**Task instructions**
Without skipping anything, print all of the data exactly.

**Supplied material**

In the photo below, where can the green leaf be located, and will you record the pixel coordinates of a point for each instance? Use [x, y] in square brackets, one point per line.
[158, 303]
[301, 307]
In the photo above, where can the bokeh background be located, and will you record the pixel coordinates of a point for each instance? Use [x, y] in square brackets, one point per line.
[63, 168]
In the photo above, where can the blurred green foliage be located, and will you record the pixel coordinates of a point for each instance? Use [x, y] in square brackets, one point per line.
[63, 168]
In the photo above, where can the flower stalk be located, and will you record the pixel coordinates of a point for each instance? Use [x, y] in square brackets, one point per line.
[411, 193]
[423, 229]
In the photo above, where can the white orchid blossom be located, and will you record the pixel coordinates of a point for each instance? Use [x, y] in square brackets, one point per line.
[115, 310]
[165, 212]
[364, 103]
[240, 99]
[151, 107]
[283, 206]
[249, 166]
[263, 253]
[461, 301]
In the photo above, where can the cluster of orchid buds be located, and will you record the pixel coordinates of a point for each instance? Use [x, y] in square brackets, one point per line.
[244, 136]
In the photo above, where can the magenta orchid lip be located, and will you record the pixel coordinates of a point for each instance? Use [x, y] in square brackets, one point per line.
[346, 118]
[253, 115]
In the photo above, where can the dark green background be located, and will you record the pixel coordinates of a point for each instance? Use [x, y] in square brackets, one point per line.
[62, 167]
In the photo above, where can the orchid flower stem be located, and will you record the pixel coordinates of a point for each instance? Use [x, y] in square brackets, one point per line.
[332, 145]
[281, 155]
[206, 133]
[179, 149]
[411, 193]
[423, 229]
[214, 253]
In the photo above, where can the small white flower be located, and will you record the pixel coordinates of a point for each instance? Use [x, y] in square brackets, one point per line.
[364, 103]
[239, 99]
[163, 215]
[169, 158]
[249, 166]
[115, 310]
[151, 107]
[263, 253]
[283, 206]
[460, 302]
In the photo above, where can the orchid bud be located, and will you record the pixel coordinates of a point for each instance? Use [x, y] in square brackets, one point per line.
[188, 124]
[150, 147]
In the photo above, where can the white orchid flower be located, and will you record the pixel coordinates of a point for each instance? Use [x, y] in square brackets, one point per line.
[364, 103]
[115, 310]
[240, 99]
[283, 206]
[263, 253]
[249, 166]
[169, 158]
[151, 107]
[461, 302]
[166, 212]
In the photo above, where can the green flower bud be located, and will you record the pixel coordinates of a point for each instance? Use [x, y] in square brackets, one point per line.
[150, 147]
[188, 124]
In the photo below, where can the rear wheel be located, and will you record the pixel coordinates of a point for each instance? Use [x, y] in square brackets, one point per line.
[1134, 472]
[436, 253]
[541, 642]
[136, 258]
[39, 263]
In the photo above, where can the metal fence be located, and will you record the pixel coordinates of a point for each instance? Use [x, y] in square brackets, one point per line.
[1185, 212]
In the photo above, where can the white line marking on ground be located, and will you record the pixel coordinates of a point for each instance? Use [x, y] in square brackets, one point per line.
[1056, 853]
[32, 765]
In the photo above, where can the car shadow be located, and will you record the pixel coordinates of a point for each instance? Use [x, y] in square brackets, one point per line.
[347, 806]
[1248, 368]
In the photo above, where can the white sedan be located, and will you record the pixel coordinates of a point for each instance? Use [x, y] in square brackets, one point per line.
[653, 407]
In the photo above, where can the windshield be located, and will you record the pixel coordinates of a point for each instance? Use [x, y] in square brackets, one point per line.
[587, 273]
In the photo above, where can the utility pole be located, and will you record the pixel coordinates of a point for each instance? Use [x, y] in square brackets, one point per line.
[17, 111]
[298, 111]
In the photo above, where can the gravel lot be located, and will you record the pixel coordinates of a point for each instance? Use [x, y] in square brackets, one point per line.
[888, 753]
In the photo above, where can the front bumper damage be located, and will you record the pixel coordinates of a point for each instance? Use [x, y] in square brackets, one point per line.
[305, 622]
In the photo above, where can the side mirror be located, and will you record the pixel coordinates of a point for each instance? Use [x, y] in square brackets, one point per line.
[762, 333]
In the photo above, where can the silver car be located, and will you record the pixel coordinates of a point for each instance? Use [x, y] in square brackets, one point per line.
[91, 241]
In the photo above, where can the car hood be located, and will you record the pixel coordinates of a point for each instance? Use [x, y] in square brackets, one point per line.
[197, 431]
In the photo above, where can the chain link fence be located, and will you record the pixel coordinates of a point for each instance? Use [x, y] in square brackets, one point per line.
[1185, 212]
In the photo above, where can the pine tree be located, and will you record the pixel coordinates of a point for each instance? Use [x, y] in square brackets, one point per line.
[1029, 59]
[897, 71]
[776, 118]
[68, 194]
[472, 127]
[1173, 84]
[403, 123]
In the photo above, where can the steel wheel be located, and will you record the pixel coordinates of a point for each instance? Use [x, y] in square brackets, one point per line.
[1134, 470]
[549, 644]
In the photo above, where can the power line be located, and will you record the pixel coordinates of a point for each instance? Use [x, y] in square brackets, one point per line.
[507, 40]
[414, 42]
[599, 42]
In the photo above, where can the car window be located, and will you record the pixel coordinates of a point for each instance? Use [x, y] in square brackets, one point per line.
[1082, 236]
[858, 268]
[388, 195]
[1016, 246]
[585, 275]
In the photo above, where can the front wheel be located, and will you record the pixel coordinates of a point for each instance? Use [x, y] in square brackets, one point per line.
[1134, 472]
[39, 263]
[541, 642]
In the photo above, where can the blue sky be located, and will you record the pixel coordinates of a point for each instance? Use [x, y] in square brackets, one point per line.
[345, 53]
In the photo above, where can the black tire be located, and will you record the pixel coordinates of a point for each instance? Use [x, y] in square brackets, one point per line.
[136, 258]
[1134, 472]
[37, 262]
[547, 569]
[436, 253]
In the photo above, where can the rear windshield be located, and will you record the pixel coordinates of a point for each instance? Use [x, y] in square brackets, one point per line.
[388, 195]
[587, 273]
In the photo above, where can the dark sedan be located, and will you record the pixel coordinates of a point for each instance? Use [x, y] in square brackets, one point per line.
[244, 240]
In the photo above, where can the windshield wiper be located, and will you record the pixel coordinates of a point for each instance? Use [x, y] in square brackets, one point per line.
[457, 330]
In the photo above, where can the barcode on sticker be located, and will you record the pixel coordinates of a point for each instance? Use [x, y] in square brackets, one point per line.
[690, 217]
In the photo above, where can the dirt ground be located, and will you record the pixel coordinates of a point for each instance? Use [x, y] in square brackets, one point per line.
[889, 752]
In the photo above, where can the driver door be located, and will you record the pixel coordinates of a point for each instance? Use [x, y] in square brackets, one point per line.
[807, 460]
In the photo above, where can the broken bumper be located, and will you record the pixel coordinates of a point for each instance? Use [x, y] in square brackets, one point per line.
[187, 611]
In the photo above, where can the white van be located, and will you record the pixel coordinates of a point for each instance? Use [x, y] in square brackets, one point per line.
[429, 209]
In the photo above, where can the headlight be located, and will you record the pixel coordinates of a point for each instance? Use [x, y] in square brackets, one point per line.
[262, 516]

**Answer**
In the photo below, where can the green leaf be located, and will you record the pixel coordinates of a point for each instance? Use [x, y] in square brackets, one point per line.
[158, 303]
[301, 307]
In the photo above, where can the bokeh background be located, and will you record the pixel coordinates of a point for each instance? Use [x, y] in square brackets, one point per line.
[63, 168]
In the photo above, where can the blurred green foliage be located, and will you record the pixel coordinates of a point for each instance? Use [x, y] in square brackets, one point per line.
[63, 168]
In the photo above, where can the flower stalk be located, and will you record the pixel coordinates of a point for each instance? Use [x, y] in square brackets, one point per line.
[411, 193]
[423, 229]
In the photo above, where can the white orchid blossom be located, and will you record the pixel coordinates of a point for each instance? Use [x, y] in square brackets, one point per line.
[115, 310]
[165, 212]
[364, 103]
[240, 99]
[151, 107]
[283, 206]
[249, 166]
[263, 253]
[461, 301]
In the photo above, where can the cluster of orchid buds be located, and will you record the pixel coordinates of a point for each instance? Use [x, y] in square brackets, one point per line.
[244, 136]
In the photo above, where can the magenta orchid lip be located, and will you record the pixel coordinates of a point for each instance? Use [x, y] in square brackets, one point per line.
[346, 118]
[253, 115]
In the photo above, where can the dark green background be located, and will you record the pixel coordinates of a point for each instance? Use [x, y] in square brackets, one point per line.
[62, 167]
In the photo above, where can the orchid flower stem be located, and will you record the pixel coordinates of a point for each instance? Use [x, y] in square brackets, one point per line.
[332, 145]
[281, 155]
[206, 133]
[179, 149]
[411, 193]
[423, 229]
[214, 253]
In the photo above, where can the small white flower be located, and will you record the pixel coordinates of a point for each instance? Use [x, y] in square brackets, one point per line.
[364, 103]
[239, 99]
[163, 215]
[169, 158]
[249, 166]
[115, 310]
[151, 107]
[263, 253]
[283, 206]
[460, 302]
In the photo above, where can the orchid bud be located, and will you record the pixel coordinates of a point for each instance? Use [x, y] in square brackets, one point per line.
[188, 124]
[150, 147]
In the photo above, where can the white orchid flower be located, and will you record the pixel coordinates of a point for each instance? Use [x, y] in square brackets, one point per line.
[364, 103]
[115, 310]
[240, 99]
[283, 206]
[263, 253]
[249, 166]
[169, 158]
[151, 107]
[461, 302]
[166, 212]
In the photo above, where can the green flower bud be located, and will you record the pixel coordinates of a point for each instance? Use [x, y] in square brackets, one point per line.
[150, 147]
[188, 124]
In the photo below, where can the rear wheel be located, and will you record the pixel coordinates of a point for each instance? Use [x, y] in square brackets, one point per line.
[1134, 472]
[436, 253]
[541, 642]
[136, 258]
[39, 263]
In the photo above, where can the metal fence be located, and will you record the pixel coordinates of a point for each instance? Use [x, y] in square brackets, one point per line.
[1185, 212]
In the photo above, where can the white line marking on ground be located, and will you record the pixel coordinates of a point for each instance? Use [x, y] in square brackets, one point per line.
[1056, 853]
[32, 765]
In the photo above, where can the car shadow be located, and will you record the pixel coordinates of a point for each instance? Use [x, y] in square brackets, one point per line.
[347, 806]
[1248, 368]
In the photo above, where can the white sedan be located, and will you record the pixel coordinates of a point for each instance? Use [x, y] in square brackets, one point per line.
[653, 407]
In the photo above, where can the windshield be located, and will you record the pixel coordinates of a point for each instance? Use [x, y] in square brackets, one point per line.
[587, 273]
In the photo above, where can the utility pole be located, and will you record the pixel coordinates of a point for each instance? Use [x, y] in square brackets, one point per line.
[17, 111]
[298, 111]
In the photo above, where can the gravel lot be located, and will you record the pixel coordinates of a point for each instance? Use [x, y] in square brackets, one point per line.
[888, 753]
In the photo above, where can the front bumper damage be located, and will you record the pixel coordinates of a point for each instance? Use [x, y] in square brackets, one point per line.
[305, 622]
In the photo above, where can the side mirror be located, and will you record the pixel coordinates of a point for each instance? Use [x, y] in square brackets, one point per line.
[762, 333]
In the photo above, where can the silver car be located, and will you record the pixel coordinates of a point for each instance? Use [x, y] in square brackets, one point per line.
[91, 241]
In the photo above, where can the car hood be located, and will you record the pixel coordinates of a point for each instance? Use [x, y] in square brackets, one point per line.
[197, 431]
In the photo above, where can the chain link fence be located, and will you record the pixel coordinates of a point for each instance? Use [x, y] in square brackets, one point per line.
[1185, 212]
In the photo above, where can the pine tree be located, and will you record the pixel coordinates of a point for each instance? Use [x, y] in square brackets, one point per line.
[1029, 59]
[897, 71]
[776, 118]
[68, 194]
[472, 127]
[1173, 84]
[403, 123]
In the photo above, where can the steel wheel be located, and will you record the pixel coordinates of a point for each instance? Use [x, y] in square brackets, one point per line.
[1134, 470]
[549, 644]
In the photo above, where can the power line be located, and will you record the pixel coordinates of a point for each instance? Use [x, y] in square brackets, one point per line.
[507, 40]
[414, 42]
[599, 42]
In the photo above, where can the car window be located, and will you record the pixel coordinates of a point for each instance? Use [x, y] in square brackets, one point per line.
[1082, 236]
[858, 268]
[388, 195]
[1016, 246]
[585, 275]
In the photo above, where can the front wheel be located, and will you record the pixel coordinates of a point for each instance? Use [x, y] in square brackets, one point per line.
[1134, 472]
[39, 263]
[541, 642]
In the photo above, where can the blue sky be located, and will you record the pixel coordinates of a point for each instance? Use [x, y] in square brackets, one point per line.
[345, 53]
In the photo above, where can the black tire be located, and will you record the pixel coordinates of a point for each instance? Use [x, y] in square brackets, one point per line.
[136, 258]
[1134, 472]
[37, 262]
[547, 569]
[436, 253]
In the photo above, where can the rear windshield be located, and will you record the pixel coordinates of a point for each instance? Use [x, y] in square brackets, one point per line.
[388, 195]
[587, 273]
In the photo above, where can the dark sedan be located, and will you record the pixel coordinates of a point for each instance? Use [x, y] in square brackets, one point per line.
[244, 240]
In the photo above, where can the windshield wiper be located, and will you record the pixel coordinates of a point for each instance? Use [x, y] in square brackets, one point per line.
[457, 330]
In the photo above, where can the barcode on sticker be located, and will you record the pixel coordinates of a point for each instance? Use [x, y] in square brackets, one point per line.
[690, 217]
In the photo above, where can the dirt ground be located, and will you record the pixel coordinates of a point for each instance? Use [x, y] in square brackets, one point per line.
[889, 752]
In the photo above, where can the driver door be located, and will you record the pixel coordinates of a point for each instance? Use [x, y] in square brackets, one point per line.
[807, 460]
In the photo above, where can the broken bumper be located, and will you record the pixel coordinates of a point for each instance? Use [x, y] in square brackets, one point per line.
[187, 611]
In the photo above, where can the white van be located, and will you record the pixel coordinates of a point for each instance? Use [x, y] in square brackets, one point per line.
[429, 209]
In the photo above, where can the headlight be located, and will you record the pixel coordinates of a point for each instance? Use [x, y] in square brackets, one point per line.
[262, 516]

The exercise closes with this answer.